Upon immigrating to Southern Africa in 1692, Hans Heinrich Hattingh started farming at a place that would become known as La Motte. At this point, he married his first wife Marie de Lanoy. In addition to La Motte, he also owned the farms Goede Hoop and Lekkerwijn during this period. A number of years later, Hattingh was widowed. He then sold La Motte to Pierre Joubert, a Huguenot settler, who went on to name it after his ancestral home in France.

Hattingh later married Susannah Visser, a daughter of his fellow free burgher Jan Coenraad Visser and the Indian slave woman Maria van Negapatnam. During this marriage, he owned the Spier estate in Stellenbosch, which he is also said to have named after his own homeland in Europe. He had acquired it as a result of his being pressured into supporting Governor Willem Adriaan van der Stel in his conflict with his fellow colonists.

After writing a letter of support for Van der Stel, the governor granted him the estate - one of the Cape's best. This was a fact that led to considerable resentment on the part of the rebel free burghers, as they regarded Hattingh as a traitor to their cause as a result of it. By the point of his death, Spier would be so valuable that the cost of its slaves alone would be sufficient to purchase a separate farm. Although he didn't leave an inventory of the structures on the estate, it is surmised that they were substantial for the period.

• GIVEN EXERCISE 1: Reproduce the Hattingh passage word for word, in full.
The Hattingh passage and the entries that come next are unrelated to each other.

• Items stored from a collection:
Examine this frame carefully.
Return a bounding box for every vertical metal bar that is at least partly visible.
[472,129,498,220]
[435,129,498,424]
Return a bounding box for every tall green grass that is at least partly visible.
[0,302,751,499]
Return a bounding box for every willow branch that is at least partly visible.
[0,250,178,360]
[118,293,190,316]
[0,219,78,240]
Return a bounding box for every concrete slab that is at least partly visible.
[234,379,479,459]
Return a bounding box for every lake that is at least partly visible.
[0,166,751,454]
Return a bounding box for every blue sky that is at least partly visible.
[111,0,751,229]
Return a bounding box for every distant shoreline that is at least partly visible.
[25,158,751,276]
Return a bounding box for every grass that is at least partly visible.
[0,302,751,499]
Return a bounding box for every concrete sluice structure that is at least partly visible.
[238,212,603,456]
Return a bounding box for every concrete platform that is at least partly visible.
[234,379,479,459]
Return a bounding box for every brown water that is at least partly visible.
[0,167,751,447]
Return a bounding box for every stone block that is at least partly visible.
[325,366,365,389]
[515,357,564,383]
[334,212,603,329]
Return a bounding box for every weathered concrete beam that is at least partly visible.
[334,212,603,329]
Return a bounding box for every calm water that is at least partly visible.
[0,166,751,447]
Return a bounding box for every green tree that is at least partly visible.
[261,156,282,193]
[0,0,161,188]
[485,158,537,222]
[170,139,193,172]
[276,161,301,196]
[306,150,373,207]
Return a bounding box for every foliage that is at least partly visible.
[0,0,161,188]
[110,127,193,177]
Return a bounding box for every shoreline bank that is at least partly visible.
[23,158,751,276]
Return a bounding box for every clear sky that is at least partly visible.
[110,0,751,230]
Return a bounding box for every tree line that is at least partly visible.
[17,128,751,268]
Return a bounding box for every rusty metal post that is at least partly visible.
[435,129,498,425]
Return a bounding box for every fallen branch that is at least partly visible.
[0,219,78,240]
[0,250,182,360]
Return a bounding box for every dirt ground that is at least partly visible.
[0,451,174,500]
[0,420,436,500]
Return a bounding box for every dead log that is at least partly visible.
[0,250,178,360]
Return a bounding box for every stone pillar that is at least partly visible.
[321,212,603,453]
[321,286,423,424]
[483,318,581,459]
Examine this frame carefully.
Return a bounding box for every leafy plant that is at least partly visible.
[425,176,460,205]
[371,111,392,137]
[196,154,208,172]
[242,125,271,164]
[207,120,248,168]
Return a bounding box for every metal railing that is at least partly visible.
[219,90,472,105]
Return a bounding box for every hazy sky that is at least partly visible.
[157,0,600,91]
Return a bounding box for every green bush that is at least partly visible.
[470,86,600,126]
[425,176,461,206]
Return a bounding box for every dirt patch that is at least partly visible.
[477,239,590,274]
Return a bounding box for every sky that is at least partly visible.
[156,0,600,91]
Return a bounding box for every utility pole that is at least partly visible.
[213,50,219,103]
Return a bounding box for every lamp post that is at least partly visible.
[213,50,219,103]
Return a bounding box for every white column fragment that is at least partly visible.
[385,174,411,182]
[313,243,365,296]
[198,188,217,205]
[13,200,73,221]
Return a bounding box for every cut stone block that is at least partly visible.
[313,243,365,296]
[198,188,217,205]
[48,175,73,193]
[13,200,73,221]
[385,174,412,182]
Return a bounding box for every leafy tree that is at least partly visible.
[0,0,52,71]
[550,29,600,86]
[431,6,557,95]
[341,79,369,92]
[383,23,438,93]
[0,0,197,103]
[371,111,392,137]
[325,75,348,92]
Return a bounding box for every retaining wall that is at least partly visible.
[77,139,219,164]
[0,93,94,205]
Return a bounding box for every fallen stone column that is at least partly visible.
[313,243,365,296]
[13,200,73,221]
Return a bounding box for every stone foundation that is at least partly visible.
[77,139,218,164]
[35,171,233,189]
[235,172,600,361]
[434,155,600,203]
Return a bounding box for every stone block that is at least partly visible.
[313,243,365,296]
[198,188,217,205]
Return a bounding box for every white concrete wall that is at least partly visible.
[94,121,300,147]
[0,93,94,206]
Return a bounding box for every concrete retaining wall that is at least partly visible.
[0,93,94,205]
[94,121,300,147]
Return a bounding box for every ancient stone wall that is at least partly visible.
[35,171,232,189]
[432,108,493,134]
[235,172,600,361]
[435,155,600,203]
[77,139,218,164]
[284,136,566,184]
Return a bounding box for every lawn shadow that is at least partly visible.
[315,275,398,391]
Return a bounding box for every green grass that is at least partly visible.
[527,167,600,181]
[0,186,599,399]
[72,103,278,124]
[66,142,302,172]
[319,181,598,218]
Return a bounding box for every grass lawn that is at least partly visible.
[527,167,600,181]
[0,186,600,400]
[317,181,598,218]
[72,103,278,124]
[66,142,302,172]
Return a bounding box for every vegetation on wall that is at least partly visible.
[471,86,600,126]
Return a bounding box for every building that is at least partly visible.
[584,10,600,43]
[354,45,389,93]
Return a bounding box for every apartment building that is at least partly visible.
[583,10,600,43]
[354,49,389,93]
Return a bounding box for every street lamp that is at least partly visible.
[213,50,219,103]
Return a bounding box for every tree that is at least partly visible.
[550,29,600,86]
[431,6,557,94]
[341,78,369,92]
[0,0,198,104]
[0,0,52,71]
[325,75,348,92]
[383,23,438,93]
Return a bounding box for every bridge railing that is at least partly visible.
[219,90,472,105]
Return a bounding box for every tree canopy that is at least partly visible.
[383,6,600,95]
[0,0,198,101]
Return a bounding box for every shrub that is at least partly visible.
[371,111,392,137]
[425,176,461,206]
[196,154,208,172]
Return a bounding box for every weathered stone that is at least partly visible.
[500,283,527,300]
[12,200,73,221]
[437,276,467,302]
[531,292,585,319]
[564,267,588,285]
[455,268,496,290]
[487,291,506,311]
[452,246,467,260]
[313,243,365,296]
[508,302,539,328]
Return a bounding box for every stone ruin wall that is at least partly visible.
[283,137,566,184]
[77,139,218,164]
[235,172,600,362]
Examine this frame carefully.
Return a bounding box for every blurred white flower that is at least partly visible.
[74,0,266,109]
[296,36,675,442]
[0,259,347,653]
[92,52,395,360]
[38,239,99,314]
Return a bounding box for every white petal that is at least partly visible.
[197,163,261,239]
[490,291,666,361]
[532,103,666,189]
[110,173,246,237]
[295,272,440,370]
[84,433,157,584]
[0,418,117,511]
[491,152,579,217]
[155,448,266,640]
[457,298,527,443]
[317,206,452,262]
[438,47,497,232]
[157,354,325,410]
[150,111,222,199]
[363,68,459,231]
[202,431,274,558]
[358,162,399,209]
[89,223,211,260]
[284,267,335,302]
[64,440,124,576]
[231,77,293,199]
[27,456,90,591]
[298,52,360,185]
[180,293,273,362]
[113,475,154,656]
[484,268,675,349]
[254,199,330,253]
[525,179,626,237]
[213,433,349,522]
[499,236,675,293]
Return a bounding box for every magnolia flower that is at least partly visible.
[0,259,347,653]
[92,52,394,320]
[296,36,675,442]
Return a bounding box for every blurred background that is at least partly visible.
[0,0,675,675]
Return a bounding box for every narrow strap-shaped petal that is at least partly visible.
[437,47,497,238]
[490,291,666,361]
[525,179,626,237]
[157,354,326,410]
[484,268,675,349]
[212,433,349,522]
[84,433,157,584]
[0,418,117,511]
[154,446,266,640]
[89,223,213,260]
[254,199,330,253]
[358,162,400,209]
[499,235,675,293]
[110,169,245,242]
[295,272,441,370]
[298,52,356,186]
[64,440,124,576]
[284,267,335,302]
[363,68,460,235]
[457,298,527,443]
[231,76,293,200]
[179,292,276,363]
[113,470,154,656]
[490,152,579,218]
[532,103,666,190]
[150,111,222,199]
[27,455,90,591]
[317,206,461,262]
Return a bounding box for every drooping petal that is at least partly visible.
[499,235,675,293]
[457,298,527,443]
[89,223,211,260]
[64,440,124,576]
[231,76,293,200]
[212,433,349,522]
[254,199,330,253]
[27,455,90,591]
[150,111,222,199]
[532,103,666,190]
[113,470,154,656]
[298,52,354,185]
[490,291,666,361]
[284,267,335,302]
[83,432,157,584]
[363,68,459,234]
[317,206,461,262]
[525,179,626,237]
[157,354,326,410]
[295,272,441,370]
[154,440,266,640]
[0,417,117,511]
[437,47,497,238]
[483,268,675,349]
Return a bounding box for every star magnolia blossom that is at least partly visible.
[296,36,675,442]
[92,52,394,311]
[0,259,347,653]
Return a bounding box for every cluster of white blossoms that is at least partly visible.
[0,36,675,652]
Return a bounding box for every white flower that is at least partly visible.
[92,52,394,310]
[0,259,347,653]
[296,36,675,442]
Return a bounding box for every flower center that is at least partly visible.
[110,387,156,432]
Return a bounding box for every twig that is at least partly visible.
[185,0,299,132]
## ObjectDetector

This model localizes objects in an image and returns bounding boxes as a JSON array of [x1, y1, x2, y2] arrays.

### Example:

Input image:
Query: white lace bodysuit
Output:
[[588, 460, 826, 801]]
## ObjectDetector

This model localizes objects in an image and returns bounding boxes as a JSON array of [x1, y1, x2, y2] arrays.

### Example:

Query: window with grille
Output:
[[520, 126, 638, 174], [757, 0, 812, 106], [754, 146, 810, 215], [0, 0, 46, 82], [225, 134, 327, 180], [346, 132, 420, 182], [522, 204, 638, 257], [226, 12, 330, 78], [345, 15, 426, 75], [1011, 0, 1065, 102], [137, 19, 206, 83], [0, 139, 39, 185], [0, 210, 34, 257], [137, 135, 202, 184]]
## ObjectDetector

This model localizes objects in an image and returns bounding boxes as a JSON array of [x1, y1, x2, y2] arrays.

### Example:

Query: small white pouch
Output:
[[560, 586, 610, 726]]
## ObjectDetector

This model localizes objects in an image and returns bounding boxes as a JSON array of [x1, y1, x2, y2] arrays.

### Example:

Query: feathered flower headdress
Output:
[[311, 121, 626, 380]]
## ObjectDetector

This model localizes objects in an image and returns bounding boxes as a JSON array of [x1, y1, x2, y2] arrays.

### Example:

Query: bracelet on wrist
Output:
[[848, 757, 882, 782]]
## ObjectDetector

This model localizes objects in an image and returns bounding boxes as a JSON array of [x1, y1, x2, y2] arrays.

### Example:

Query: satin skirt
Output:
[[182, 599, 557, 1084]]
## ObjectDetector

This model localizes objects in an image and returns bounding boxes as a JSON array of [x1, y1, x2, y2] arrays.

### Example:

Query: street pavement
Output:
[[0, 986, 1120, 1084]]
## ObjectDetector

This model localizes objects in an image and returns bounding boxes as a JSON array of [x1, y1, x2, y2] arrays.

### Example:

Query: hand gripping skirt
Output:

• GIVEN EXERCISE 2: Pick out each line of the entries that contains the word "column" and copy it.

• WRITTEN SOLUTION 1:
Upon immigrating to Southern Africa in 1692, Hans Heinrich Hattingh started farming at a place that would become known as La Motte. At this point, he married his first wife Marie de Lanoy. In addition to La Motte, he also owned the farms Goede Hoop and Lekkerwijn during this period. A number of years later, Hattingh was widowed. He then sold La Motte to Pierre Joubert, a Huguenot settler, who went on to name it after his ancestral home in France.

Hattingh later married Susannah Visser, a daughter of his fellow free burgher Jan Coenraad Visser and the Indian slave woman Maria van Negapatnam. During this marriage, he owned the Spier estate in Stellenbosch, which he is also said to have named after his own homeland in Europe. He had acquired it as a result of his being pressured into supporting Governor Willem Adriaan van der Stel in his conflict with his fellow colonists.

After writing a letter of support for Van der Stel, the governor granted him the estate - one of the Cape's best. This was a fact that led to considerable resentment on the part of the rebel free burghers, as they regarded Hattingh as a traitor to their cause as a result of it. By the point of his death, Spier would be so valuable that the cost of its slaves alone would be sufficient to purchase a separate farm. Although he didn't leave an inventory of the structures on the estate, it is surmised that they were substantial for the period.

• WRITTEN SOLUTION 2:
Return a bounding box for every white column fragment that is at least partly visible.
Return a bounding box for every fallen stone column that is at least partly visible.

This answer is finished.